▸ **MATERIAL TO PROCESS**:
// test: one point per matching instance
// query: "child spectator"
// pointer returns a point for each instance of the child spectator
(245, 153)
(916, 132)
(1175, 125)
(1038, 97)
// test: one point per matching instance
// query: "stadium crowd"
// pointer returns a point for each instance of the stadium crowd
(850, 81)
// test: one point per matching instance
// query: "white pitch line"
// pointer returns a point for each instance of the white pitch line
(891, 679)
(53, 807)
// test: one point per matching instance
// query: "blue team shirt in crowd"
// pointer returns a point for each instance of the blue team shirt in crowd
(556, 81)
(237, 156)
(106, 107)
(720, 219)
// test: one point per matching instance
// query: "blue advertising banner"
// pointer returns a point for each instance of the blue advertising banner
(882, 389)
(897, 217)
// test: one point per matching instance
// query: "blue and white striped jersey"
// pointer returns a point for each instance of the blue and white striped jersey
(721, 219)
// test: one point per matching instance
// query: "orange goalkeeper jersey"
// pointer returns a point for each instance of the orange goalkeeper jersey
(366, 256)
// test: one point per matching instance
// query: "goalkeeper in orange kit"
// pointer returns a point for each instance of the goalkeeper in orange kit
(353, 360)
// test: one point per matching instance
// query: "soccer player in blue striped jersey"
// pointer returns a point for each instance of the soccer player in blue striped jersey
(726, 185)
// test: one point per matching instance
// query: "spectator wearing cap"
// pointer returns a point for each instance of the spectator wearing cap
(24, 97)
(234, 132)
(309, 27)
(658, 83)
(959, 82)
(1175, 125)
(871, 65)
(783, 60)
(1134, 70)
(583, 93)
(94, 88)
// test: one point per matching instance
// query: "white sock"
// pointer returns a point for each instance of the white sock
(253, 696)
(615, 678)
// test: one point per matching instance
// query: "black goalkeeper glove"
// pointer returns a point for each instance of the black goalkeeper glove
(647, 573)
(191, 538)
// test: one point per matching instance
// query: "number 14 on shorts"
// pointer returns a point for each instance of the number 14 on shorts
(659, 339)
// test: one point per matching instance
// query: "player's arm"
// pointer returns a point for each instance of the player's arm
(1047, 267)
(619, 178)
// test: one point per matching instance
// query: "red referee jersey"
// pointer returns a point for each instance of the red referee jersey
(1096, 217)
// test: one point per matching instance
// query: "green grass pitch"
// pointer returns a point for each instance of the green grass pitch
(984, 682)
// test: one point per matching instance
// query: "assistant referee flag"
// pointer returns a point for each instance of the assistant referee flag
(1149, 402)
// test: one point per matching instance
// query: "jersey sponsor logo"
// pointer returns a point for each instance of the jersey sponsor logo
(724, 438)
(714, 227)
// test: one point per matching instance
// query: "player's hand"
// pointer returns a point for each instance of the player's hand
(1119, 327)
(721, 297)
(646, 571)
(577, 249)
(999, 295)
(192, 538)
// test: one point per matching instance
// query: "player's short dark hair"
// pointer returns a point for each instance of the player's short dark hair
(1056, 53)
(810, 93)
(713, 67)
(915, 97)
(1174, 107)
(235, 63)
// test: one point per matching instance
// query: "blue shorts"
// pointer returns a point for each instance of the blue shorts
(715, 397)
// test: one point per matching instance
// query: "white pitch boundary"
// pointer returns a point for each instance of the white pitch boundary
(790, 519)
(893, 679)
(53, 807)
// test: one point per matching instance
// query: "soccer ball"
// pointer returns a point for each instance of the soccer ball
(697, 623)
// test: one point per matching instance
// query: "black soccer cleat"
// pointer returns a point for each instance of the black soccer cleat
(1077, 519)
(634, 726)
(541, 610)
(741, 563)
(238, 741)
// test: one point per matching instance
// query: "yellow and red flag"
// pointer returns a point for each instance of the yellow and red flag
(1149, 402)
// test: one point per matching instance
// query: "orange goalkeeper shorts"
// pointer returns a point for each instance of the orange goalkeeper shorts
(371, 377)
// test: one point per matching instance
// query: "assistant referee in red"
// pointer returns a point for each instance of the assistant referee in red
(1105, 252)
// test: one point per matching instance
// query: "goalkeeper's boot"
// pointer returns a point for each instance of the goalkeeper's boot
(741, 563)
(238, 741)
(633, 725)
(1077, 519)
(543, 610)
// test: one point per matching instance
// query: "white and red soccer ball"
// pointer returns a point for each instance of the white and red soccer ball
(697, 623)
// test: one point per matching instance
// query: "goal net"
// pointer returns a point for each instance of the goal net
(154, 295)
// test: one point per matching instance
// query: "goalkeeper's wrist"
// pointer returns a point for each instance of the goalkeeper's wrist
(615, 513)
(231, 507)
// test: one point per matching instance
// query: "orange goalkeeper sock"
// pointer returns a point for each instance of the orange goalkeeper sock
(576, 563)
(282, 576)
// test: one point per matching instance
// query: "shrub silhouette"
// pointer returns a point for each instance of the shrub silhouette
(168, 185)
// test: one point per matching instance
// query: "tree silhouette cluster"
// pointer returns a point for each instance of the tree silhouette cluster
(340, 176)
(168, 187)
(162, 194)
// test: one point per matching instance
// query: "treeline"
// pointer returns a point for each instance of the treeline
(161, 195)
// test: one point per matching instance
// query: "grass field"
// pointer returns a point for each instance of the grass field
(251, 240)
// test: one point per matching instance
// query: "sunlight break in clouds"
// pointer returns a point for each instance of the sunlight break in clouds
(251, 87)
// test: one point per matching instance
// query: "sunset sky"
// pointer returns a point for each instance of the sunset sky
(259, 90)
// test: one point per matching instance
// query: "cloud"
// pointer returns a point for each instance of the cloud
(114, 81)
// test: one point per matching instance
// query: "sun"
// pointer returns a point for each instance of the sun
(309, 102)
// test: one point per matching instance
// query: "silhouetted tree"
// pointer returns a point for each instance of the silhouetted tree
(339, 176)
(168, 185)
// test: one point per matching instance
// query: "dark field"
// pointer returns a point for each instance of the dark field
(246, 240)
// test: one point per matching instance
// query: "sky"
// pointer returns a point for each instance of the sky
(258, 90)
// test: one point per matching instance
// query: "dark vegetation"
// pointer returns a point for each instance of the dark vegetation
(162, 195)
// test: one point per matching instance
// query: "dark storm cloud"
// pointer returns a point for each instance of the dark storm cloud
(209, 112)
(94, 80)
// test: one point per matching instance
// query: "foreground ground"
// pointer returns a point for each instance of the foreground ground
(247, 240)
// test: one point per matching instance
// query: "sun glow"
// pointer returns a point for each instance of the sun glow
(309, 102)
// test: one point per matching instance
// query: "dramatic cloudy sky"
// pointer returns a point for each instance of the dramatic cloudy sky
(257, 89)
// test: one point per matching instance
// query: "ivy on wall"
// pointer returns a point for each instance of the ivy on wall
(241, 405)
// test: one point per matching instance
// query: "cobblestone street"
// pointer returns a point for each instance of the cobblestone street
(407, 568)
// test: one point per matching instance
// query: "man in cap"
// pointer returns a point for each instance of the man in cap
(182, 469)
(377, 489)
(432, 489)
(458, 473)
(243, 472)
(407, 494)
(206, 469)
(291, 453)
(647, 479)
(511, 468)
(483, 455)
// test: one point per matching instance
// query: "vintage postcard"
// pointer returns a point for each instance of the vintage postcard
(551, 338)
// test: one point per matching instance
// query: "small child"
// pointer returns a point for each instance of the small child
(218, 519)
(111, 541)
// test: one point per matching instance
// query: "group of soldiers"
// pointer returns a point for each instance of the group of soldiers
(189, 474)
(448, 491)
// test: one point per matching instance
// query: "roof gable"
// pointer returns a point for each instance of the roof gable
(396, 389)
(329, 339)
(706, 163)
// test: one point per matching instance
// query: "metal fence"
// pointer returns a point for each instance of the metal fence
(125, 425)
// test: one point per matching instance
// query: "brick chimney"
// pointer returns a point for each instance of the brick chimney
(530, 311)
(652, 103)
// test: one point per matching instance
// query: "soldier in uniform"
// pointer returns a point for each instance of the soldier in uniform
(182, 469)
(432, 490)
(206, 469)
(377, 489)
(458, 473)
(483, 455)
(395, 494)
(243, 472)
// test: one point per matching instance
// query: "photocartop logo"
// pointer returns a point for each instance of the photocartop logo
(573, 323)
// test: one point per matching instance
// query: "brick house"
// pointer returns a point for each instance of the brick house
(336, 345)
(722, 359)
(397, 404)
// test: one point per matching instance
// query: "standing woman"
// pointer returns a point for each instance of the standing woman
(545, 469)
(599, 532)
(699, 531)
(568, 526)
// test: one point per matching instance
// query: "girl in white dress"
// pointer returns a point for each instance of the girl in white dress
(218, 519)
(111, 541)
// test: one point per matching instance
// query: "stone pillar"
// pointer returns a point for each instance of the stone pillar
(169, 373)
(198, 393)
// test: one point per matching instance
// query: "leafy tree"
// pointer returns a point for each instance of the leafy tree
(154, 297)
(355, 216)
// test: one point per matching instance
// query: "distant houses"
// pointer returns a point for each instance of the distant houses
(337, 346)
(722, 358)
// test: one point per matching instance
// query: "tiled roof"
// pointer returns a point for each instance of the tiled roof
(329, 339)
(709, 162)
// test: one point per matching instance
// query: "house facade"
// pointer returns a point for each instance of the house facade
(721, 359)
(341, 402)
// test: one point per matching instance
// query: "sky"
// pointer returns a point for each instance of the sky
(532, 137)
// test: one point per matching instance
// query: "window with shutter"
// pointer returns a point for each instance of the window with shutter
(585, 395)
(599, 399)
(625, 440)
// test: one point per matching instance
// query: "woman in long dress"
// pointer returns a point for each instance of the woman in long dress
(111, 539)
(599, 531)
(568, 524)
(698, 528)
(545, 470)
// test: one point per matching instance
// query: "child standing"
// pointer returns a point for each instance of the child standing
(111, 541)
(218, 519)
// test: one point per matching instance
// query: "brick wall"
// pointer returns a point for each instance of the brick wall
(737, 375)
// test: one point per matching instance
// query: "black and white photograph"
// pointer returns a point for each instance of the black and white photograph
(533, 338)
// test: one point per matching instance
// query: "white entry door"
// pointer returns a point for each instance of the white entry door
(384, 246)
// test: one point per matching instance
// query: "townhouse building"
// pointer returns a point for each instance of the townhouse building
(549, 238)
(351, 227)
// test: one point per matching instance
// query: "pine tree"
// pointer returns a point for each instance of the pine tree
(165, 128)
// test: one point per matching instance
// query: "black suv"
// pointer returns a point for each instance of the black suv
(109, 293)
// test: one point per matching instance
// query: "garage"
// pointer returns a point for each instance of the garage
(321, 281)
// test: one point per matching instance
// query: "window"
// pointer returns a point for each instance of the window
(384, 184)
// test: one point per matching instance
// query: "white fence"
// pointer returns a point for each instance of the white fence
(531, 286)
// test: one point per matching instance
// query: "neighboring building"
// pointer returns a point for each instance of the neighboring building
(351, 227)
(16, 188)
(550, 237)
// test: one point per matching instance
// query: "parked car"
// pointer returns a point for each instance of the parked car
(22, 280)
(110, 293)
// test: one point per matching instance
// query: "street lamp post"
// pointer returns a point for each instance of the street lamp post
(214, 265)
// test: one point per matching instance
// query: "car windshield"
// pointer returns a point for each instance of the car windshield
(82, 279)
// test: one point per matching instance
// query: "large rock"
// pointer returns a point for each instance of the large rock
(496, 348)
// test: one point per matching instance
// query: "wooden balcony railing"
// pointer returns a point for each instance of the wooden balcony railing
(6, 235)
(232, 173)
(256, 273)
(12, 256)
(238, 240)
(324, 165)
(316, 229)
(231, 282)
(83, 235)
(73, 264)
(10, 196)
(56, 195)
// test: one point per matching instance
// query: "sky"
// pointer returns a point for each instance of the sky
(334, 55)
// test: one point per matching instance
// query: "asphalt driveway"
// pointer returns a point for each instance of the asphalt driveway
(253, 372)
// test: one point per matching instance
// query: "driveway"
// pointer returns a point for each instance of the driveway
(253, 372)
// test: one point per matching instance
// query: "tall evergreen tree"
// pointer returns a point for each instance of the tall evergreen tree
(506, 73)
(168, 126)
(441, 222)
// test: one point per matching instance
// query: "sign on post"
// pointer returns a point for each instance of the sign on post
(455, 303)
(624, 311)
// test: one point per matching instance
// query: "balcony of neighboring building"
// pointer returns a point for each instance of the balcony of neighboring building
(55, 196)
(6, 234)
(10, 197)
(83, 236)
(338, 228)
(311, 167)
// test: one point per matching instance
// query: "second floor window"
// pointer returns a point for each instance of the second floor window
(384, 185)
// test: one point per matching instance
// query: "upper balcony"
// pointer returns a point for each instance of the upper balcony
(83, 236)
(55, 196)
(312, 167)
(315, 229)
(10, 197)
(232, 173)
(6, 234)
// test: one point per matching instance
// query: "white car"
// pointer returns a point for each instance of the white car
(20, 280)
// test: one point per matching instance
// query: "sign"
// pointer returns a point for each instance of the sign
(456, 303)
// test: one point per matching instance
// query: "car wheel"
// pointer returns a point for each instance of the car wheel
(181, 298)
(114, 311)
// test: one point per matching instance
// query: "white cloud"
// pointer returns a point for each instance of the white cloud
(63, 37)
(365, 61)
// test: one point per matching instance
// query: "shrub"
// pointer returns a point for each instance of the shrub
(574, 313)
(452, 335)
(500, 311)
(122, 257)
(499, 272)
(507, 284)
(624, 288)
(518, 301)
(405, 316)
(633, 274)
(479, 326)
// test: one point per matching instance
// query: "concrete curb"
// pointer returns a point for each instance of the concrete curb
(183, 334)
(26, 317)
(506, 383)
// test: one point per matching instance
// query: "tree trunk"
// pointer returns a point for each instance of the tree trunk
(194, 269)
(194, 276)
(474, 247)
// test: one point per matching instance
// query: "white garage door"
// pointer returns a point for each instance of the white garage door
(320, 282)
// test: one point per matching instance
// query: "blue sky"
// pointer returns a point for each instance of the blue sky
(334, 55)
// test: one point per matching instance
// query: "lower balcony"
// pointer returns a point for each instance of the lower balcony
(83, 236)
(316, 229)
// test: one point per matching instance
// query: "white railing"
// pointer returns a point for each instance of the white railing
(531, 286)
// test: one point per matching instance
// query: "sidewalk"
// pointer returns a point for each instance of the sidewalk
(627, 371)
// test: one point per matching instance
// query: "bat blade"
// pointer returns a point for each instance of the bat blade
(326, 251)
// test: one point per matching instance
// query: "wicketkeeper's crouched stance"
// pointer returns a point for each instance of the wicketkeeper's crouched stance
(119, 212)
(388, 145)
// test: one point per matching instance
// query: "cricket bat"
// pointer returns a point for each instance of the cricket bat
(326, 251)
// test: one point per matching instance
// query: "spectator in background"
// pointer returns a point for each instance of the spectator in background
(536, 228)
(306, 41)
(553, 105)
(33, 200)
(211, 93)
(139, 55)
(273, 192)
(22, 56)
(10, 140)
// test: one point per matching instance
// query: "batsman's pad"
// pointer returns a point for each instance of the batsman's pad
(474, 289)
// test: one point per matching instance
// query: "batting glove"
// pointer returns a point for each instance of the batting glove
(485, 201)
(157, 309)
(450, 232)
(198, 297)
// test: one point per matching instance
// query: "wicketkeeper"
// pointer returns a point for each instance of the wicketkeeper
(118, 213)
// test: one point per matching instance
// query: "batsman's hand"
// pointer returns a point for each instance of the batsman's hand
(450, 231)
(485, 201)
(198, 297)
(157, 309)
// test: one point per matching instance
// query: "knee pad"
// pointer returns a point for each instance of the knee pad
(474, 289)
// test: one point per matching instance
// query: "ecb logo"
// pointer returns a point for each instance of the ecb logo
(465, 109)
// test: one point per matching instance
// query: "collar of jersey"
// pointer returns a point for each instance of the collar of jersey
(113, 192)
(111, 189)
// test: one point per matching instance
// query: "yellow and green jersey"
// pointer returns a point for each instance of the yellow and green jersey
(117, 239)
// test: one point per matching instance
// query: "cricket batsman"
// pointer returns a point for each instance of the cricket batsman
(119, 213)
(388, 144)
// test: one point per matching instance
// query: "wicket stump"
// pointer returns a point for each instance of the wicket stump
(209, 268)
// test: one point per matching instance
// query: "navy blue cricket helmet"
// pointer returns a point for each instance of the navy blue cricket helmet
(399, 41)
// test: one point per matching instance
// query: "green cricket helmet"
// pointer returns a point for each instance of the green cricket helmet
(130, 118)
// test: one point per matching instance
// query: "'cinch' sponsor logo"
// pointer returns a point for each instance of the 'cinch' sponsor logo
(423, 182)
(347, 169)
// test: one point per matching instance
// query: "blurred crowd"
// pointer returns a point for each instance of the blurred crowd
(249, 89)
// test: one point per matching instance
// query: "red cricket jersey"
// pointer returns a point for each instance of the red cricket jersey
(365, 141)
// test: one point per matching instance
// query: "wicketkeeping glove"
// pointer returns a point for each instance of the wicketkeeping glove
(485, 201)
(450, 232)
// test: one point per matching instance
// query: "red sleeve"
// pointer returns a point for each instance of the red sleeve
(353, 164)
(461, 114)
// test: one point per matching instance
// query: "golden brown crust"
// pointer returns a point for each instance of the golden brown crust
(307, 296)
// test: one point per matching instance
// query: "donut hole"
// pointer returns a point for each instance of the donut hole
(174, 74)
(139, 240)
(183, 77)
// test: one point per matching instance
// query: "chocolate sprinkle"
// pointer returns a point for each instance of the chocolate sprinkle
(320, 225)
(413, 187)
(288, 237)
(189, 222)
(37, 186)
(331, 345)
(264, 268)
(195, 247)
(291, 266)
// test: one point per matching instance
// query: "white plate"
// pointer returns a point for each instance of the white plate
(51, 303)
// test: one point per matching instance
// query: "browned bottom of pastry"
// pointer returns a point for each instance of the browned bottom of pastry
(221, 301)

▸ **YOUR ASSIGNMENT**: Copy the lines above exactly, beginning at the line containing "the red sleeve" and stopping at the last line.

▸ **SOLVED PROBLEM**:
// pointer returns a point for each instance of the red sleeve
(353, 164)
(461, 114)
// test: one point per matching instance
// query: "golden brown crust"
// pointer returns a point for each instance of the golden brown crust
(307, 296)
// test: one point per matching instance
// query: "donut hole"
// pointer returns a point for each instance of the donut hole
(174, 74)
(139, 240)
(183, 77)
// test: one point per matching instance
// query: "chocolate sprinkle"
// pointer returns a point for each instance of the chocolate sprinkle
(320, 225)
(413, 187)
(288, 237)
(189, 222)
(37, 186)
(331, 345)
(264, 268)
(195, 247)
(291, 266)
// test: one point per matching instance
// query: "white plate"
// pointer returns a point for each instance of the white plate
(51, 303)
// test: one point per matching instance
// query: "browned bottom of pastry"
// pointer returns a point for each instance of the browned bottom of pastry
(221, 301)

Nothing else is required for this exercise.